━━━ TRECHO

Concílio de Hipona
O Concílio de Hipona, também conhecido como Sínodo de Hipona Regia, foi um concílio regional africano da Igreja Católica, realizado em 393, no qual foi estabelecido o Cânon bíblico.
Localização e participantes
Hipona (hoje Annaba) foi uma antiga cidade situada onde hoje se encontra o território da Argélia. No outono de 393, os bispos do Norte da África foram convocados à sede do episcopado, sob a liderança do bispo local, Valério, do Primaz de Cartago, Aurélio, e do então presbítero Agostinho, que assumiria o bispado três anos depois.
Visando reconquistar a unidade da Igreja – que aconteceria posteriormente graças ao carisma apologético de Agostinho[1] – Santo Aurélio de Cartago cordialmente estendeu o convite e acolheu também aos bispos donatistas[2] que, por estarem vinculados ao Antipapa Ursino, incorriam em cisma. O fato é que mais da metade dos bispos dessa região pertencia ao movimento donatista[3].

━━━━━━
━━━ DADOS FORNECIDOS

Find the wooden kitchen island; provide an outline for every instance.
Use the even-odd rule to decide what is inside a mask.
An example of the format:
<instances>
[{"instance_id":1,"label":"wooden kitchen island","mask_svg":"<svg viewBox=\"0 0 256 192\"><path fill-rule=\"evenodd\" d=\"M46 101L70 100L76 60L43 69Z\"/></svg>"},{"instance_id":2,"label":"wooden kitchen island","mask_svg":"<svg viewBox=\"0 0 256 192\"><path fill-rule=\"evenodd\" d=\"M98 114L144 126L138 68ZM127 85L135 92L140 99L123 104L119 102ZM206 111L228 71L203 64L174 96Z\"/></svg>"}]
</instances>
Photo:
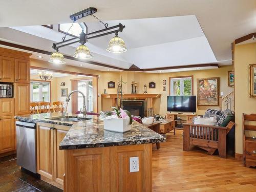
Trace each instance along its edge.
<instances>
[{"instance_id":1,"label":"wooden kitchen island","mask_svg":"<svg viewBox=\"0 0 256 192\"><path fill-rule=\"evenodd\" d=\"M104 130L96 116L72 123L49 119L63 115L16 117L36 122L41 179L65 192L152 191L152 143L164 142L164 137L137 121L123 134ZM136 172L130 172L133 157L139 158Z\"/></svg>"}]
</instances>

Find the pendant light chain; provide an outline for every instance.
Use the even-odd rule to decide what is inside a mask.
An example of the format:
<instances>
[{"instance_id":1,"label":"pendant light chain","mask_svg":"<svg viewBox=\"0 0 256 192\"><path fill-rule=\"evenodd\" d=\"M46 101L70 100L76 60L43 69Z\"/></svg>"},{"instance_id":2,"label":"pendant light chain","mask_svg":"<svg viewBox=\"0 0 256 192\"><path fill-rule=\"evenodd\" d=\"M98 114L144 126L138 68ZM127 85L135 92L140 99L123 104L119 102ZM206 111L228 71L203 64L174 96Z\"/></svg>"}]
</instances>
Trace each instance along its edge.
<instances>
[{"instance_id":1,"label":"pendant light chain","mask_svg":"<svg viewBox=\"0 0 256 192\"><path fill-rule=\"evenodd\" d=\"M94 15L93 14L92 14L92 15L93 16L93 17L96 19L97 20L98 20L99 23L100 23L101 24L102 24L103 25L104 25L104 26L105 26L105 28L108 28L108 26L109 26L109 24L108 23L104 23L101 20L100 20L99 18L98 18L98 17L97 17L95 15Z\"/></svg>"},{"instance_id":2,"label":"pendant light chain","mask_svg":"<svg viewBox=\"0 0 256 192\"><path fill-rule=\"evenodd\" d=\"M71 26L70 26L70 27L69 28L69 30L68 30L68 31L67 31L67 33L66 33L65 34L65 36L64 36L63 37L62 37L62 41L65 41L65 39L66 39L66 37L67 37L67 35L68 34L68 33L69 33L69 30L70 30L70 29L71 29L71 28L73 27L73 25L74 24L74 23L75 23L75 22L76 21L75 19L74 19L73 21L73 23L72 23L72 25L71 25Z\"/></svg>"}]
</instances>

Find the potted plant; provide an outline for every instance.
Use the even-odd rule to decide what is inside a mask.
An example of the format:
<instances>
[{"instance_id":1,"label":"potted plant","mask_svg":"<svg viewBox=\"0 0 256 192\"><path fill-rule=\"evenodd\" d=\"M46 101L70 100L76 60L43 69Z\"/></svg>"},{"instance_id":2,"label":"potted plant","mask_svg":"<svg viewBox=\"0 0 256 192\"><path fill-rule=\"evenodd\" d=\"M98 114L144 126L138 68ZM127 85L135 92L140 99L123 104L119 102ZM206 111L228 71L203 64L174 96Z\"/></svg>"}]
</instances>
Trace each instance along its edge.
<instances>
[{"instance_id":1,"label":"potted plant","mask_svg":"<svg viewBox=\"0 0 256 192\"><path fill-rule=\"evenodd\" d=\"M124 133L131 130L133 122L132 115L127 110L120 108L111 107L112 112L100 112L100 119L103 121L103 127L105 130L118 133Z\"/></svg>"}]
</instances>

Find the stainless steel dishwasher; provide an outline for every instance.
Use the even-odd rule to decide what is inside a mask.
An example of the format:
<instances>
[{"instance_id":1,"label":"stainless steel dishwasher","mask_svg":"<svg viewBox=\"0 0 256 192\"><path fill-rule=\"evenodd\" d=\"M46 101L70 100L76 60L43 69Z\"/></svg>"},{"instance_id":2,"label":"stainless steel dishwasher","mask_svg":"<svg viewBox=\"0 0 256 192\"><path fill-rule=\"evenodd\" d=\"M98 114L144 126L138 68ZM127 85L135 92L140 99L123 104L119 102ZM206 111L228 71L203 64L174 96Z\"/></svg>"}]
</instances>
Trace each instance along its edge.
<instances>
[{"instance_id":1,"label":"stainless steel dishwasher","mask_svg":"<svg viewBox=\"0 0 256 192\"><path fill-rule=\"evenodd\" d=\"M16 122L17 164L36 173L36 124Z\"/></svg>"}]
</instances>

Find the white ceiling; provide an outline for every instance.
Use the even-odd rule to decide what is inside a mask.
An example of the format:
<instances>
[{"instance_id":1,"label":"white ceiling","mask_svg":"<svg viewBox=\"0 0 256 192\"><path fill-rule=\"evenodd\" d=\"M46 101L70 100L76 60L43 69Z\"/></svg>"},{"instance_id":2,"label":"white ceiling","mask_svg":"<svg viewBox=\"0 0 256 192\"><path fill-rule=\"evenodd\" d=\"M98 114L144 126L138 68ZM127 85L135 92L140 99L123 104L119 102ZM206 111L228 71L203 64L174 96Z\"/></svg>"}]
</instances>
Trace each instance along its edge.
<instances>
[{"instance_id":1,"label":"white ceiling","mask_svg":"<svg viewBox=\"0 0 256 192\"><path fill-rule=\"evenodd\" d=\"M123 68L132 64L142 68L210 62L230 64L231 42L256 31L255 0L3 1L0 27L70 23L70 15L89 7L98 9L98 17L111 20L110 26L120 20L126 26L119 34L129 49L124 54L103 51L111 35L88 44L95 60ZM89 32L90 27L102 27L93 17L81 20L88 24ZM45 39L50 39L52 34L42 39L12 30L0 29L2 40L47 50L53 40L61 40L55 37ZM62 51L72 55L74 49Z\"/></svg>"}]
</instances>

━━━━━━

(ENUNCIADO): Reproduza fielmente a parte do trecho sobre o Concílio de Hipona que começa pelas palavras "Visando reconquistar a" e termina em "ao movimento donatista[3].". Baseie-se somente no trecho, sem recorrer ao material.

(RESPOSTA):
Visando reconquistar a unidade da Igreja – que aconteceria posteriormente graças ao carisma apologético de Agostinho[1] – Santo Aurélio de Cartago cordialmente estendeu o convite e acolheu também aos bispos donatistas[2] que, por estarem vinculados ao Antipapa Ursino, incorriam em cisma. O fato é que mais da metade dos bispos dessa região pertencia ao movimento donatista[3].